** Dataset rows **
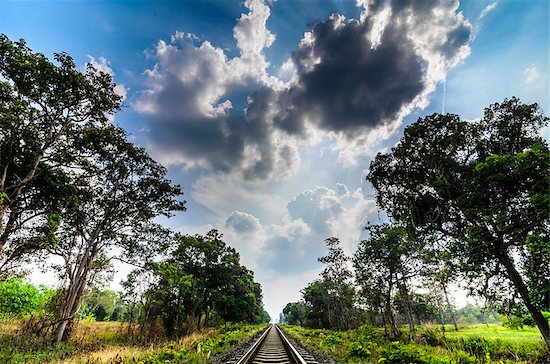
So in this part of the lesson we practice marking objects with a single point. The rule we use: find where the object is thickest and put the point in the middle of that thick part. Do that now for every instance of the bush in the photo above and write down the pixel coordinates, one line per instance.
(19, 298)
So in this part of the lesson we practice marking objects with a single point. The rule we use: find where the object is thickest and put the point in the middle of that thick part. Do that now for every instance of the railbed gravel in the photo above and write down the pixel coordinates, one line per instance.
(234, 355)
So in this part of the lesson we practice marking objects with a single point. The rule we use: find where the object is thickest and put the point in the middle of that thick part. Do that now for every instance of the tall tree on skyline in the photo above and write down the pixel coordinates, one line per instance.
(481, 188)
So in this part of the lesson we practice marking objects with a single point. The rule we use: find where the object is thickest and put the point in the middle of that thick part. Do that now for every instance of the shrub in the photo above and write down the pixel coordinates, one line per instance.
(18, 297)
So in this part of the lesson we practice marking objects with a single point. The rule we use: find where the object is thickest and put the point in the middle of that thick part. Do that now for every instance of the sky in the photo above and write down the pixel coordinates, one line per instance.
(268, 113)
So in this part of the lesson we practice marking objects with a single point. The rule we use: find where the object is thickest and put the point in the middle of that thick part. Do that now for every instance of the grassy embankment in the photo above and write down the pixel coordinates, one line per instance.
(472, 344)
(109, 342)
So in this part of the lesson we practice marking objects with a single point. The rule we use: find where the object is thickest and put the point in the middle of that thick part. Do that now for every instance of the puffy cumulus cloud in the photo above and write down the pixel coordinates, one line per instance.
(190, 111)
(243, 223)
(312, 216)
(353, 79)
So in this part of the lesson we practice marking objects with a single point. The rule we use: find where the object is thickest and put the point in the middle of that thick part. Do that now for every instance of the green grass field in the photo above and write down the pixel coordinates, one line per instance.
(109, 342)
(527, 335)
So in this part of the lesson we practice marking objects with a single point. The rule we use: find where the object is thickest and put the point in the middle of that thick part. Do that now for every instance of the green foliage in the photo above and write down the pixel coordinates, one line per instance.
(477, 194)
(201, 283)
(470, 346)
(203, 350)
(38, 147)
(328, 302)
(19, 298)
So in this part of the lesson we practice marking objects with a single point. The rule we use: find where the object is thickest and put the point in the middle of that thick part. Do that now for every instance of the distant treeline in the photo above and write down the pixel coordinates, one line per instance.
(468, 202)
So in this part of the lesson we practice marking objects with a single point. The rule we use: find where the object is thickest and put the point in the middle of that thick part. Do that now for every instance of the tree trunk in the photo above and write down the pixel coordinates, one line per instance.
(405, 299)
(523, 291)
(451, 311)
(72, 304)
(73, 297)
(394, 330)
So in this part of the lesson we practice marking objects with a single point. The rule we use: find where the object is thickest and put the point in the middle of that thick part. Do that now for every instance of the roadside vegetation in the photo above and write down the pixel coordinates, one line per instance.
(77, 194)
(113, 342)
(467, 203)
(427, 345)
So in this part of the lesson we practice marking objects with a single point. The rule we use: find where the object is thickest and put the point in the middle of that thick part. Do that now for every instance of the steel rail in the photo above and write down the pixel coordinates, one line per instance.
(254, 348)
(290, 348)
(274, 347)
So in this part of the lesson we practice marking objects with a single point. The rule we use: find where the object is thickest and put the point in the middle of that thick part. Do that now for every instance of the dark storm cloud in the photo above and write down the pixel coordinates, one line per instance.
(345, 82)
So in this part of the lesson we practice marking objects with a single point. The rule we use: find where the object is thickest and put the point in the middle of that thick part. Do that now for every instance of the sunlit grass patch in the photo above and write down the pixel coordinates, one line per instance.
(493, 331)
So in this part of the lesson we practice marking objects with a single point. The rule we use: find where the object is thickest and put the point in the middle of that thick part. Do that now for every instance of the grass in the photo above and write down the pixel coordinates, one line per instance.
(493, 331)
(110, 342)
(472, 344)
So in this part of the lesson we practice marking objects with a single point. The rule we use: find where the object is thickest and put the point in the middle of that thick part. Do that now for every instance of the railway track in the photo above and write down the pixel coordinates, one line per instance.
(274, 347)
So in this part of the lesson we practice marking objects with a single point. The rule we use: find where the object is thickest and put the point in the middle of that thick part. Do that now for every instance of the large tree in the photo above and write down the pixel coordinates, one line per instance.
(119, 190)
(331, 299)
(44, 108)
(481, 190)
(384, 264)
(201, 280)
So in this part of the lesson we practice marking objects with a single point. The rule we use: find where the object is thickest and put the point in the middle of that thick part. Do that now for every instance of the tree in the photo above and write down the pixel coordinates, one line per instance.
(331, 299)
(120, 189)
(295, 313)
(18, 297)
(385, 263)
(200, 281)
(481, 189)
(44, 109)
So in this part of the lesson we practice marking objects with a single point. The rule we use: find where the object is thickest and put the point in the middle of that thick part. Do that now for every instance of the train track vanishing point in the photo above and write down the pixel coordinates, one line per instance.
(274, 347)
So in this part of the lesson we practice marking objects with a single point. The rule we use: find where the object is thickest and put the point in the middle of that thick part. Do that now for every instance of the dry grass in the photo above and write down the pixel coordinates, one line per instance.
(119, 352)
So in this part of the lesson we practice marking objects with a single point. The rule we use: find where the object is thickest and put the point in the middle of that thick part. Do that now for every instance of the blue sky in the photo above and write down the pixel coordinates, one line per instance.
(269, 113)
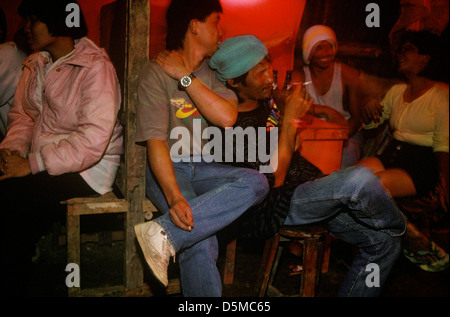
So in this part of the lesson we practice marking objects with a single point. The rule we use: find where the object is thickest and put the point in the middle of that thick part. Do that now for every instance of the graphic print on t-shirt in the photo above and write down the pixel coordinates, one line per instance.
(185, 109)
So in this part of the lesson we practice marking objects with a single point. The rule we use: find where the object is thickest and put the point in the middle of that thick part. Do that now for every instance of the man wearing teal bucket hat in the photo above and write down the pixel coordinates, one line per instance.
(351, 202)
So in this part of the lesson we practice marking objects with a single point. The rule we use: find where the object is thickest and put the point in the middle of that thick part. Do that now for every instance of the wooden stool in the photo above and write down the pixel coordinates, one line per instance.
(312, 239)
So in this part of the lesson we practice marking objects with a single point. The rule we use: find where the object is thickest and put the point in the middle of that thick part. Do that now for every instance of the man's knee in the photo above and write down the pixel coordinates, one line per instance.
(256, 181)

* * *

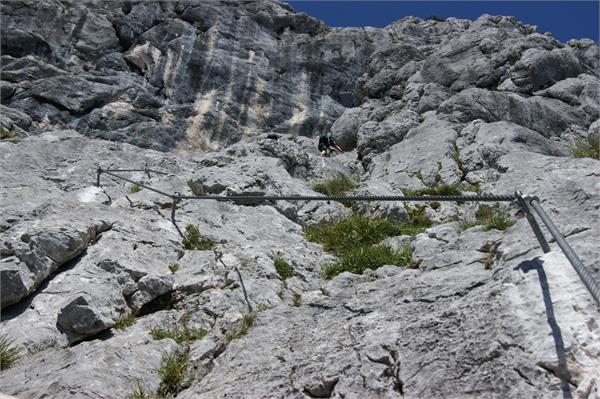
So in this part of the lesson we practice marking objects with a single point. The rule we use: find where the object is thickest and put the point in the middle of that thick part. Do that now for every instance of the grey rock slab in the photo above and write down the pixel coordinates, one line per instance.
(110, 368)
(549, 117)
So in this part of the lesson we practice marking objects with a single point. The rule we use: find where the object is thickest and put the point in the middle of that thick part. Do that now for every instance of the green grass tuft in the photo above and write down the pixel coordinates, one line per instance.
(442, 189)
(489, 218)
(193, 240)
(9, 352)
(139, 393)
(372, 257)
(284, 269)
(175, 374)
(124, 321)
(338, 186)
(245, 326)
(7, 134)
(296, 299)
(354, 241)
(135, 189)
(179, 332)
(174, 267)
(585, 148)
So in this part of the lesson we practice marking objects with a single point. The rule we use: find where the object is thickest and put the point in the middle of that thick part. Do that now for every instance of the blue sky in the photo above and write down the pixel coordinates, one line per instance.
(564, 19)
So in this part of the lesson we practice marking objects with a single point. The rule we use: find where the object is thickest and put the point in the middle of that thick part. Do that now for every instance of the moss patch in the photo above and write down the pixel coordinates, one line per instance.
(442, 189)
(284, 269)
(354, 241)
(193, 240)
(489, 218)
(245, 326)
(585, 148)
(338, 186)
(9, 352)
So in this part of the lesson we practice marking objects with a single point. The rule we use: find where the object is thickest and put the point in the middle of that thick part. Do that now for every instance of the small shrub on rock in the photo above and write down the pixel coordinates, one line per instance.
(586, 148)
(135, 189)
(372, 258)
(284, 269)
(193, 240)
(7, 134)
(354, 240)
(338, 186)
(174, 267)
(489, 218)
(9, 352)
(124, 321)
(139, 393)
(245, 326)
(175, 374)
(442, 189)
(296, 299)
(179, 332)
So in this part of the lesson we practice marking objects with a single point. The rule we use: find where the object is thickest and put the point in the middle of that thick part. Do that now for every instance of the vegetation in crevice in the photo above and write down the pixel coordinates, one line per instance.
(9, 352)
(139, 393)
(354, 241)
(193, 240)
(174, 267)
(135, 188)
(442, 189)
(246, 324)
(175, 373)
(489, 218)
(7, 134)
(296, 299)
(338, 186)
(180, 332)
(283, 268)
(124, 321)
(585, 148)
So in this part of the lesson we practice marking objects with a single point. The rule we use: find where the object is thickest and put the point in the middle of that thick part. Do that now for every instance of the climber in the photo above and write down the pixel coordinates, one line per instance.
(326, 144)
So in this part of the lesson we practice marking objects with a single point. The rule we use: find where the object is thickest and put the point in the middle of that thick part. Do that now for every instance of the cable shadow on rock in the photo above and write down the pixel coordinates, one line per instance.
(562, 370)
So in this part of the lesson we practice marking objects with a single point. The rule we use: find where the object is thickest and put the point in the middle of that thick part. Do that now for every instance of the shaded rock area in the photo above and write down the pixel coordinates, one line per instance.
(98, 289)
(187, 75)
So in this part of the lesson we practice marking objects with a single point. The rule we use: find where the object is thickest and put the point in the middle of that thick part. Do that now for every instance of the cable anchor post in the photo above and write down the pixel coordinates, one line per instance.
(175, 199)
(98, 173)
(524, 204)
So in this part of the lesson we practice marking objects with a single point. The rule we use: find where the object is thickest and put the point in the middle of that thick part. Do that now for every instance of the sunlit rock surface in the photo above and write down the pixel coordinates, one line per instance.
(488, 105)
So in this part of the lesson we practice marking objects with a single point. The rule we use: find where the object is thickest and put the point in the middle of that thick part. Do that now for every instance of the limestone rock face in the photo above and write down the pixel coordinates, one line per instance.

** What is expected **
Reproduce the part of the items that opens with the line containing "the cable anchor" and closes with the line containing "of the limestone", replacing "single point" with "single dot" and leaving everything else unchanged.

** Exercise response **
So in this part of the lesson we practice marking objects with a single dot. The rule we use: find where the object is thickest and put the point in the middle of that thick part. Do that now for every instance of the cable anchor post in the photo above and write down the pixel coordinates, one line per instance.
(175, 199)
(98, 173)
(524, 204)
So in this part of the lesson we practice marking objects with a single dot. The rule we use: find where the object is thickest and put the point in the middle of that thick part. Do that now for every instance of the sunlit rock surface in the photo above and write down the pixel coordinates, one line per instance.
(488, 105)
So in this part of the lesson we practice marking objects with a single dot. The rule we use: find where the object is thickest and put the point in the middle of that thick part. Do that now for every instance of the limestone rock face in the photo above and write down the pixel coordinates, one line per instance.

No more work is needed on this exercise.